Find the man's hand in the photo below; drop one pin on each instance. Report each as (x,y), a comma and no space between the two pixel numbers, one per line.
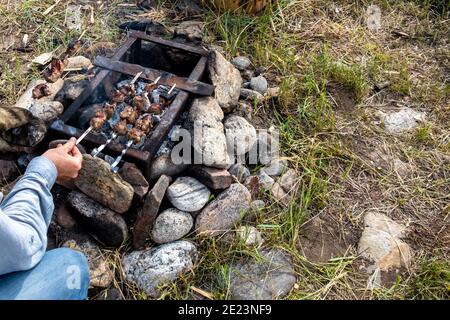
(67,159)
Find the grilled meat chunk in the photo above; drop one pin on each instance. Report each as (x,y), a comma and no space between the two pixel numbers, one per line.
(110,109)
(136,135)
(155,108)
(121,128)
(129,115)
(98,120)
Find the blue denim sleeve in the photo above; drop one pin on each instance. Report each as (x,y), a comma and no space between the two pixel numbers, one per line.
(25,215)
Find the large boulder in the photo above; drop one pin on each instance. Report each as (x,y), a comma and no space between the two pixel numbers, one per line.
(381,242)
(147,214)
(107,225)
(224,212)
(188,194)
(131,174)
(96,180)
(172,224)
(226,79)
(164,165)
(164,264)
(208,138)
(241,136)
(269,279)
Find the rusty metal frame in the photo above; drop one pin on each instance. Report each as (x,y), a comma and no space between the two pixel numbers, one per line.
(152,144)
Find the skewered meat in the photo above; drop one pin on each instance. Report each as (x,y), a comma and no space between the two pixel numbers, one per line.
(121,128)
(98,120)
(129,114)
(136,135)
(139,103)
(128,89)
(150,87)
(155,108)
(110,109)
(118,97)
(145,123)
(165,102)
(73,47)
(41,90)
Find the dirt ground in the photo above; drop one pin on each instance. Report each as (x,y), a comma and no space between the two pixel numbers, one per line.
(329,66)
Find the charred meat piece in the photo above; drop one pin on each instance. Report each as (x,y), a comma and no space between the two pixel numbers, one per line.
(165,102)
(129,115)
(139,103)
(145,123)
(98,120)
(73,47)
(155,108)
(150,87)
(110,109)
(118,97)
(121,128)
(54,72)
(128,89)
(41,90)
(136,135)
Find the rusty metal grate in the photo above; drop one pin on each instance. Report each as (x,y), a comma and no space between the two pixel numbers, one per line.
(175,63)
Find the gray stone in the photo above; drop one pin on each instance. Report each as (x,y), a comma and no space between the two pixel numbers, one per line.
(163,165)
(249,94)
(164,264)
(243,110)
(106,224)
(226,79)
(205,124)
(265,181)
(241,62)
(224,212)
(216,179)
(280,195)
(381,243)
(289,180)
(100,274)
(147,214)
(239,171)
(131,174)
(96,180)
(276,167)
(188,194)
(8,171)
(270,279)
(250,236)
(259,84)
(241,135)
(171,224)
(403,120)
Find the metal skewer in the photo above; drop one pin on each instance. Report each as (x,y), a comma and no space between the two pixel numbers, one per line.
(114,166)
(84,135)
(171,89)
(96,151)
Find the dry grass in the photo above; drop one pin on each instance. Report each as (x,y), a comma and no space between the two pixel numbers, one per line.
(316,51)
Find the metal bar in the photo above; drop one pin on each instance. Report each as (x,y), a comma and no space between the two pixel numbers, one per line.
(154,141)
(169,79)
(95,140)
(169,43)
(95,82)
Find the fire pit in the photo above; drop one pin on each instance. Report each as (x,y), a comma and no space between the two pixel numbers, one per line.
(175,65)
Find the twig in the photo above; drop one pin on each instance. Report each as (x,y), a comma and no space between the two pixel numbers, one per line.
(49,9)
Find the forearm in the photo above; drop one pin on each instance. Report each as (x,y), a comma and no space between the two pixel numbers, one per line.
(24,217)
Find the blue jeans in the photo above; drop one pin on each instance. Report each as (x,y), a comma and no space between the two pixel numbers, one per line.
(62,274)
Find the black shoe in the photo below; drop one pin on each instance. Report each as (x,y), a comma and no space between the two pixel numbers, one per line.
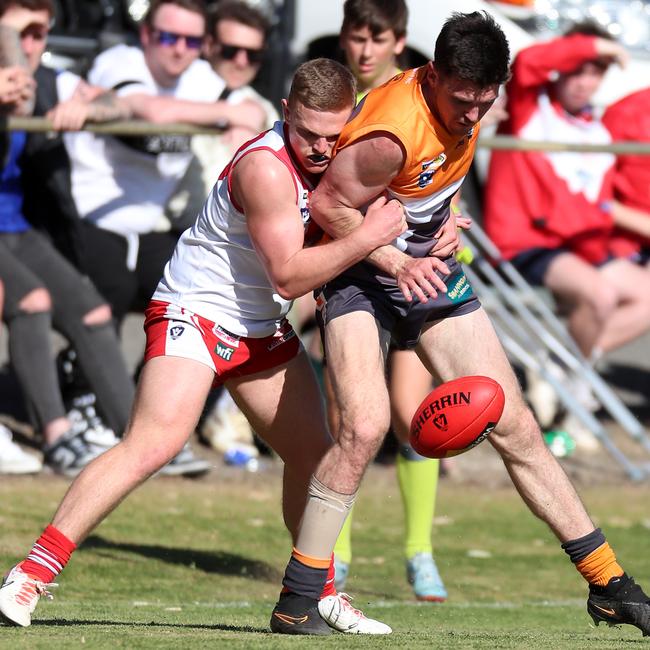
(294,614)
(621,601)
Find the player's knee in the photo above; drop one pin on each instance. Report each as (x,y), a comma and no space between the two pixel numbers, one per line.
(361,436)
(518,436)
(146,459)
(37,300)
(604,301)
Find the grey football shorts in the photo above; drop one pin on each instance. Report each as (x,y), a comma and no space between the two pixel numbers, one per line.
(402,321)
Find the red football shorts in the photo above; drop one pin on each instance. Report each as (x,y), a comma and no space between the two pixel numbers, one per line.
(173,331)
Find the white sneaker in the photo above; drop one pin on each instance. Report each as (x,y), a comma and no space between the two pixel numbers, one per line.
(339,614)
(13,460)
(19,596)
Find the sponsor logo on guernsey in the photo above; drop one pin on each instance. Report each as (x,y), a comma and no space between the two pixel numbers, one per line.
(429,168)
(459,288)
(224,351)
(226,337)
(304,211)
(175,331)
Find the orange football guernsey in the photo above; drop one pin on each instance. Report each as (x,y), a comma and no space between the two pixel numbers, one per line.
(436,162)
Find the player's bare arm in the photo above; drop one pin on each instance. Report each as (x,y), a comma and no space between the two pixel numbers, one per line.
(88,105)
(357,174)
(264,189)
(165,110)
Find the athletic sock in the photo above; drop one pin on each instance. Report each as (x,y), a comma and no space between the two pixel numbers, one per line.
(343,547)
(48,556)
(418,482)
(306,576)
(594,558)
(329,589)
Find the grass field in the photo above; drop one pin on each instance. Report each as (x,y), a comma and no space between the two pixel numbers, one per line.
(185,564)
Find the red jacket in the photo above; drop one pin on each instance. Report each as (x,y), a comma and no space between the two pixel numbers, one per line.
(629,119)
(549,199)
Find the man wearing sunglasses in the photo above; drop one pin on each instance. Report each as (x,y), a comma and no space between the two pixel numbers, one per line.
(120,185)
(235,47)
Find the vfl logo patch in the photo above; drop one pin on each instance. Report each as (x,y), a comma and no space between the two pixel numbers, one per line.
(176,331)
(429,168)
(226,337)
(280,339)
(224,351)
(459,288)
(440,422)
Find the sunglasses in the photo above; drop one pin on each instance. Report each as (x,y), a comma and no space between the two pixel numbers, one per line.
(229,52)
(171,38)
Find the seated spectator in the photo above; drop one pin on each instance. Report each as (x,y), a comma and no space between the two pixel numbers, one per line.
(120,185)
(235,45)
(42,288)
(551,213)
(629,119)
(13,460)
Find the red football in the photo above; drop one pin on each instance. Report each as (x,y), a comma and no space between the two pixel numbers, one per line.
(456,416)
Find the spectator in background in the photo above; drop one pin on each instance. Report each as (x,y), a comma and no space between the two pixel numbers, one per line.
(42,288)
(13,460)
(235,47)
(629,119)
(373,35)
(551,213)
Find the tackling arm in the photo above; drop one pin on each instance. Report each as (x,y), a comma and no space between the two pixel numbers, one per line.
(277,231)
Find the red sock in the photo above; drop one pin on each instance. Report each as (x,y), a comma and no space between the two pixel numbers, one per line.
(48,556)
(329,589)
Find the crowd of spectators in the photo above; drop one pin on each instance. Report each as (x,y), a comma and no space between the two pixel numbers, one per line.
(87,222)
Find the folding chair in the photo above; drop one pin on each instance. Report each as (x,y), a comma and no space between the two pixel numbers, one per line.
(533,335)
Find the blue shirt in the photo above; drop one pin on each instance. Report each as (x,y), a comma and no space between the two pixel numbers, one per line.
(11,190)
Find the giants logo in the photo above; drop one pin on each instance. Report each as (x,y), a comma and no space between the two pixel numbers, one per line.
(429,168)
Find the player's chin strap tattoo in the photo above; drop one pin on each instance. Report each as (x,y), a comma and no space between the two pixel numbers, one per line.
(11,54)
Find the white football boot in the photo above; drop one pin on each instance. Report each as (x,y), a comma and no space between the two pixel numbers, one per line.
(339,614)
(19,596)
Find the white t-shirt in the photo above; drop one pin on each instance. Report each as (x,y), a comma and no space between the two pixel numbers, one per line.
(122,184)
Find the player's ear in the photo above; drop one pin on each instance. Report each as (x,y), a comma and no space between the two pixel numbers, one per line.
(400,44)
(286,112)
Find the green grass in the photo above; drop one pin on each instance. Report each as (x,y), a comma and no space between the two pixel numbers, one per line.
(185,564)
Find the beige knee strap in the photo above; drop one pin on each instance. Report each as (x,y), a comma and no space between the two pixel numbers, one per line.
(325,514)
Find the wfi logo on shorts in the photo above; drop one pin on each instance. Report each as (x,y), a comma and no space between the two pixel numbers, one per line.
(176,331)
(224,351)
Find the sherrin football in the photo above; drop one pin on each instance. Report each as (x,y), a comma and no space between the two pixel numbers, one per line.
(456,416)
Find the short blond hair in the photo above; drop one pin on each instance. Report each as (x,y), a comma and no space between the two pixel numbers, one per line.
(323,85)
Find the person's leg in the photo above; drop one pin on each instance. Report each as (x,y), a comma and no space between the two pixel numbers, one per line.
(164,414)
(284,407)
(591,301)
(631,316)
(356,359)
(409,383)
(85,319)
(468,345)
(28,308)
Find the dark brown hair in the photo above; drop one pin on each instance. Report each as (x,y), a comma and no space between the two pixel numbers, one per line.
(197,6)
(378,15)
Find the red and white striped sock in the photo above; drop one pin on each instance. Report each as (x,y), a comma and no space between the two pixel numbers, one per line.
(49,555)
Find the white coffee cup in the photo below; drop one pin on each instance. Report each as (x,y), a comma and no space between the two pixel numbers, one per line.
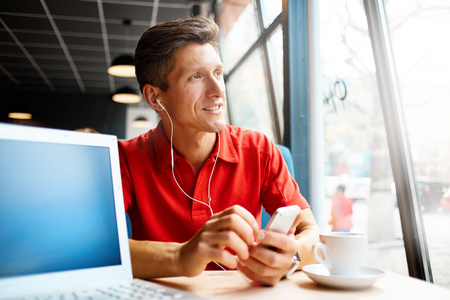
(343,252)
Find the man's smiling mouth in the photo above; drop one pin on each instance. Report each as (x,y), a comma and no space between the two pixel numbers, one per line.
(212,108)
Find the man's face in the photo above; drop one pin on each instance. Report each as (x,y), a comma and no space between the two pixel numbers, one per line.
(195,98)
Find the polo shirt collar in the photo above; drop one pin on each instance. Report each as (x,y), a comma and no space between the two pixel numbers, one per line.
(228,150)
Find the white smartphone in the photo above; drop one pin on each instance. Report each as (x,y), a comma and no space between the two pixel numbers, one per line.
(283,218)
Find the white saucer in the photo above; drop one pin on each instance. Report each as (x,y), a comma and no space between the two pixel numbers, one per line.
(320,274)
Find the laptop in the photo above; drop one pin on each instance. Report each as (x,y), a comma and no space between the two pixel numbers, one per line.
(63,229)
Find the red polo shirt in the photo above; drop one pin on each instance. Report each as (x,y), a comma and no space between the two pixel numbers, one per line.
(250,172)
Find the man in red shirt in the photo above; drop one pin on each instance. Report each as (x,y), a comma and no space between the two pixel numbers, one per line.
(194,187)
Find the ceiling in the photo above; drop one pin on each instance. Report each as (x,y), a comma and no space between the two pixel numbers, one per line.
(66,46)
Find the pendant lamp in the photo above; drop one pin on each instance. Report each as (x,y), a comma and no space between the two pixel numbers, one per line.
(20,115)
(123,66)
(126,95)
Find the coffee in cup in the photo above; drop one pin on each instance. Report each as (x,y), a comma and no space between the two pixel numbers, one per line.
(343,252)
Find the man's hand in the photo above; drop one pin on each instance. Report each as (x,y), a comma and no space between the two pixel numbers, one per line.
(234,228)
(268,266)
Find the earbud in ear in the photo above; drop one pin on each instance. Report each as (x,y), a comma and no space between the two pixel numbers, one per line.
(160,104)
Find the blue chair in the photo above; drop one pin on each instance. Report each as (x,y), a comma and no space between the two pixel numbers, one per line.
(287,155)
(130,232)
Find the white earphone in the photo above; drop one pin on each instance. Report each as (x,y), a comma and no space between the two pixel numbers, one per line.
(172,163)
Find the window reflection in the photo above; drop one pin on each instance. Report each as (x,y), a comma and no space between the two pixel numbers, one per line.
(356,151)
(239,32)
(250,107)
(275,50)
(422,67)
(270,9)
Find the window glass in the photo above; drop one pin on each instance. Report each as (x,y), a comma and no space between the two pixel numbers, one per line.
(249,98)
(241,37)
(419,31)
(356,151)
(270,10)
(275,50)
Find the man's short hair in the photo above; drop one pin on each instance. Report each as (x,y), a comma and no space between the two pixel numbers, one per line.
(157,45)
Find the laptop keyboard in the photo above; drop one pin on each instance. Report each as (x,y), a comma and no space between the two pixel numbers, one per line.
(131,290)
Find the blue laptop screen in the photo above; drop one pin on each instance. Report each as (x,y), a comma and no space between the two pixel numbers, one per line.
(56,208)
● ● ● ● ● ● ●
• Work to be completed: Take the line that contains "Find the laptop keyboard" and every line after it through the end of the listing above, and repeat them exactly.

• Task answer:
Find the laptop keyboard in the photo above; drop one pin on each instance. Report each as (x,y), a comma and no space between the two pixel numbers, one per line.
(131,290)
Find the blue laptop screen in the photo above; drop one pin on each instance. Report each as (x,y), a comma and no space between the two pixel numbers, one per line.
(56,208)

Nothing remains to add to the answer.